§ Exercise aim
Please output the entries below from the line that contains "Each instance of the ladybug earns" through the final line, reproduced exactly and alone.

§ Task data
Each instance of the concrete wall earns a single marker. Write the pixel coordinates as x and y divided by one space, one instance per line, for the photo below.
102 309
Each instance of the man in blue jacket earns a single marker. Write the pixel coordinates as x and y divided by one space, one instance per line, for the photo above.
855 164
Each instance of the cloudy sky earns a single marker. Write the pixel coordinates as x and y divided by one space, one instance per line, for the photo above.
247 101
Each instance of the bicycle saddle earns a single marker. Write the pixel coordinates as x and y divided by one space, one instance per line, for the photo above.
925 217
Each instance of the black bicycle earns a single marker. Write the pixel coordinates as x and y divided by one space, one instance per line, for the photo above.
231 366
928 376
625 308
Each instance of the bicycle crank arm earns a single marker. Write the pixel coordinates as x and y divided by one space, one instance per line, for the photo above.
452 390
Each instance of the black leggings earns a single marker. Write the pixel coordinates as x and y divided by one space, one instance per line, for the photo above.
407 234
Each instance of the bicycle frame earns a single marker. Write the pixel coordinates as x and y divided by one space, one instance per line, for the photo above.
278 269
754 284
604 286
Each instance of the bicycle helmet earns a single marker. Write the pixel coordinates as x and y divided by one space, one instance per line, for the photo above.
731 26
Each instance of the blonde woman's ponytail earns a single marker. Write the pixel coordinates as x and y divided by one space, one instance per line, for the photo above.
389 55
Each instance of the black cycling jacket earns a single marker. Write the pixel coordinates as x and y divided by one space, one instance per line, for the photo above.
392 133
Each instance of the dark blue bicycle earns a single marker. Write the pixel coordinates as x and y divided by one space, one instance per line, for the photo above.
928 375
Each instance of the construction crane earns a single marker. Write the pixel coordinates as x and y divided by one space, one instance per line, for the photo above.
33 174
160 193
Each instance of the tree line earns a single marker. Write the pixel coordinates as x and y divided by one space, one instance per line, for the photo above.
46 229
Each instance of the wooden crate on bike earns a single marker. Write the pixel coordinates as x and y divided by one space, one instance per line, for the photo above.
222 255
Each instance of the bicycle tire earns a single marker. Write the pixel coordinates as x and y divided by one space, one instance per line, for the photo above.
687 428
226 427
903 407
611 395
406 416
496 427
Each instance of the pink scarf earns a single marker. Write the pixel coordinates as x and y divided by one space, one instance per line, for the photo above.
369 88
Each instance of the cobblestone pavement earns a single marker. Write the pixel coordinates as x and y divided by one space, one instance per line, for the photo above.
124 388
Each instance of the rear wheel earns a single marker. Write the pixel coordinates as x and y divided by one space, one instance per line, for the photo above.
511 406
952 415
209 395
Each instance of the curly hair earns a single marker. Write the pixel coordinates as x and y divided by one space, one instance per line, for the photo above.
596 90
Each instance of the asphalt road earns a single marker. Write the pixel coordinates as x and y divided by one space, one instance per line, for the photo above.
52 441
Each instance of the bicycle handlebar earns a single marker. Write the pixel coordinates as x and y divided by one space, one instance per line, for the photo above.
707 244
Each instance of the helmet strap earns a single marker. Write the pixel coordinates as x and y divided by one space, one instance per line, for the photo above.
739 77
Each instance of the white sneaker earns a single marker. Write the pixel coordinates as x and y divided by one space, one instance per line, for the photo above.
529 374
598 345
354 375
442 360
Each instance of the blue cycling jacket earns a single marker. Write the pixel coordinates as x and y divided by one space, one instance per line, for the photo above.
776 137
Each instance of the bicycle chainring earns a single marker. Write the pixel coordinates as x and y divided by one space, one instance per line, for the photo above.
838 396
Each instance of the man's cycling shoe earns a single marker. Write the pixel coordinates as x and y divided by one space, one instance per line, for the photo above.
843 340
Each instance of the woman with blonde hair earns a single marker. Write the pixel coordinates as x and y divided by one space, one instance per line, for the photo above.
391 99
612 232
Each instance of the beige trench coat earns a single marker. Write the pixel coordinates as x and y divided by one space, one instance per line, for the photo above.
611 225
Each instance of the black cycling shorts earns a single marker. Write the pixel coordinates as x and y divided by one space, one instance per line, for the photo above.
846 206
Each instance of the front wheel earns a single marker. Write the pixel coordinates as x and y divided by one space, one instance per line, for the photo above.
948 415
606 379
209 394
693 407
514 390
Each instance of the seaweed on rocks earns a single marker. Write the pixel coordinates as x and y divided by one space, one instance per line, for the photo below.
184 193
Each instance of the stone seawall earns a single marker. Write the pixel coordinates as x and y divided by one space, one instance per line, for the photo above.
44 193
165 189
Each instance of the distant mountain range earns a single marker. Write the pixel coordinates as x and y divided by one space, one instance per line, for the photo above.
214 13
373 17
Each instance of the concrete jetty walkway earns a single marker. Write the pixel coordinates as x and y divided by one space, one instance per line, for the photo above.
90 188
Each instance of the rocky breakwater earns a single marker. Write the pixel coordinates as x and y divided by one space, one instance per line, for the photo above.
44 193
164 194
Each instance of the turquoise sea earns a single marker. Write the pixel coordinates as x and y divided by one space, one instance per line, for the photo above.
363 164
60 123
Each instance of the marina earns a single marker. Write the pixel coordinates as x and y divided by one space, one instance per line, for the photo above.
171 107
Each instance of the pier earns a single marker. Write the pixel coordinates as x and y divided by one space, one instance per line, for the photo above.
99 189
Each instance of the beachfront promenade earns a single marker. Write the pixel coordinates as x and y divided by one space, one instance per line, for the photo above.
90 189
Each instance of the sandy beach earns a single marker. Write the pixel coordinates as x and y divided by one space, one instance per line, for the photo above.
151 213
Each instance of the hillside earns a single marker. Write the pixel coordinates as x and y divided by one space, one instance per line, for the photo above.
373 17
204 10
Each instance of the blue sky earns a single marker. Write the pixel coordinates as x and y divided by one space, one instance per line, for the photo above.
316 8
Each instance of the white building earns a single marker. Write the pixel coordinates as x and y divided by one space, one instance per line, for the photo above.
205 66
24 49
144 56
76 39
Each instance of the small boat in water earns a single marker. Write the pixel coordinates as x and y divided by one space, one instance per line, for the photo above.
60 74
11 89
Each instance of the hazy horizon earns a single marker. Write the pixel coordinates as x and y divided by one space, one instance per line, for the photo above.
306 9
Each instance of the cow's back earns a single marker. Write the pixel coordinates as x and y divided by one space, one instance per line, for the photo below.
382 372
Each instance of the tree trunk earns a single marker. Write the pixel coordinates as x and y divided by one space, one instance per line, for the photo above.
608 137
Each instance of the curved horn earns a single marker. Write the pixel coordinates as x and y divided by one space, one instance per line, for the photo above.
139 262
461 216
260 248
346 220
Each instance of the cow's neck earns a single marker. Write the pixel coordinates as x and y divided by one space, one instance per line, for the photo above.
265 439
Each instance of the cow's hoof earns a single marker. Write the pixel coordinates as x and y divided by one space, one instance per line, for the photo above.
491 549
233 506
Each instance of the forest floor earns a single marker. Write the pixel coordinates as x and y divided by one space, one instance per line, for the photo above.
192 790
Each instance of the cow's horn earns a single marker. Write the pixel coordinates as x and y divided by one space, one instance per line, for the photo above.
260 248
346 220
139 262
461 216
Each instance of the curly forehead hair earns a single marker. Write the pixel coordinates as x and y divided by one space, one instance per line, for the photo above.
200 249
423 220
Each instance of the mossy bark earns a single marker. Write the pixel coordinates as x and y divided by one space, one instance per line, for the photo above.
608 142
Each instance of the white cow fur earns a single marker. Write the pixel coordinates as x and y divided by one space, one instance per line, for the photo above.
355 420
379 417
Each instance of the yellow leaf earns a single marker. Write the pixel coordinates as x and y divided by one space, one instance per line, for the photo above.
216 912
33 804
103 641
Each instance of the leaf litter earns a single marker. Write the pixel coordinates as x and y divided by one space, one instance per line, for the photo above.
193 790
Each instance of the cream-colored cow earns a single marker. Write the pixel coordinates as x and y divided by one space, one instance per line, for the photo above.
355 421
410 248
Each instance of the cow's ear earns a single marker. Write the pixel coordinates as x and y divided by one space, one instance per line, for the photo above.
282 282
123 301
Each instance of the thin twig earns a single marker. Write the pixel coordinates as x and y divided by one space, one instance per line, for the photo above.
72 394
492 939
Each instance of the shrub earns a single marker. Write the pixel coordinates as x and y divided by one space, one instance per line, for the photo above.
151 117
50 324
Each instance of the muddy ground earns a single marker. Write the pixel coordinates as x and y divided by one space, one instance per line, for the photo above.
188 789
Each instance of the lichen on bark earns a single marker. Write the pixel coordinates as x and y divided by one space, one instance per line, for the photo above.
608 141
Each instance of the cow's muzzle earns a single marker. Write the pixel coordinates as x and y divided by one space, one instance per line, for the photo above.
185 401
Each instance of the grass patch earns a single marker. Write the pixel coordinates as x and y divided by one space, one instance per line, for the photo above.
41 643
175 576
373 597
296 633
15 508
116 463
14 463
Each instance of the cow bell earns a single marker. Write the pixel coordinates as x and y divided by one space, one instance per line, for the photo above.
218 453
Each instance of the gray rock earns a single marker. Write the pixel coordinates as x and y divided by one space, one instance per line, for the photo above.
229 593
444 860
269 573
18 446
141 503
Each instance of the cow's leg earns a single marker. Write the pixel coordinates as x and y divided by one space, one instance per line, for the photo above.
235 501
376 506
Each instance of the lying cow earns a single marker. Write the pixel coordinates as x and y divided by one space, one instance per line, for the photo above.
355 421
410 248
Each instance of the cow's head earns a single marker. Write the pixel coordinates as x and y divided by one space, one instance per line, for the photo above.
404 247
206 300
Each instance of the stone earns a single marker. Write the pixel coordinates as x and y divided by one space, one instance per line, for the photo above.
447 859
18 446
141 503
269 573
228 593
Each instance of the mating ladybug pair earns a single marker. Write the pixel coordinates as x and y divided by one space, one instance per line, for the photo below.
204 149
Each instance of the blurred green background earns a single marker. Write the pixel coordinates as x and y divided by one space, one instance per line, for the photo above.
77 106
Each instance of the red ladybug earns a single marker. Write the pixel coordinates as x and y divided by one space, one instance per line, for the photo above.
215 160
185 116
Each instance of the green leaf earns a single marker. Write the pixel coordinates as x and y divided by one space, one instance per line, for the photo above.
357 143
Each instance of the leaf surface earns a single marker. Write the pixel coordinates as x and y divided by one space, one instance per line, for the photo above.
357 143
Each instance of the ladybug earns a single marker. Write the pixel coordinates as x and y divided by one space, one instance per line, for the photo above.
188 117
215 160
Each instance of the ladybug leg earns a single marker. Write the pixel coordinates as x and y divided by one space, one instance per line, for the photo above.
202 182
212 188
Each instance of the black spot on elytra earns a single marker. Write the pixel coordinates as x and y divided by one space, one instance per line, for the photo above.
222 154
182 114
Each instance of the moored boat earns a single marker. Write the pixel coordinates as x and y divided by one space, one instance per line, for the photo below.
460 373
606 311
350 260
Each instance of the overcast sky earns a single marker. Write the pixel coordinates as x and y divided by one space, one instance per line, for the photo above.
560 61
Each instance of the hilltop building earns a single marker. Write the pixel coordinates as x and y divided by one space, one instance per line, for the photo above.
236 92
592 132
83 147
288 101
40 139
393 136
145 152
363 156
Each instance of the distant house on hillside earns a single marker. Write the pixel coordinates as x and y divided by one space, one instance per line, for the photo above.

§ Output for this task
Each instance of the ladybug earns a single marker. Write the pixel coordinates as x and y divided by one space, one instance per line, for the photo above.
188 117
215 160
Each instance of the ladybug leg earns a single marker. Write the pixel coordinates as x and y divided by one space, one instance per line, for the photo above.
202 182
212 188
Each instance of the black spot on elytra earns a single marker. Write the pixel coordinates as x and y divided by one space, one instance per line, for the photo above.
222 154
182 114
Each instance of the moored boat earns a single marker. Write the pixel coordinates as x and y divided by one space, one instance per line, for the photo below.
460 373
606 311
350 260
Each instance of the overcast sky earns a single marker. Write the pixel coordinates as x and y divided by one space, one instance per line, for the photo above.
560 61
Each instance of the hilltop building earns a single marker. Write the pixel coordinates as x and y divided by one space, one instance per line, for the photo above.
236 92
592 132
83 147
288 101
40 139
393 136
145 152
363 156
Each instance of the distant house on hillside earns a single marker. Write the pixel coordinates as x and y divided by one space, one instance per line, for the photo above.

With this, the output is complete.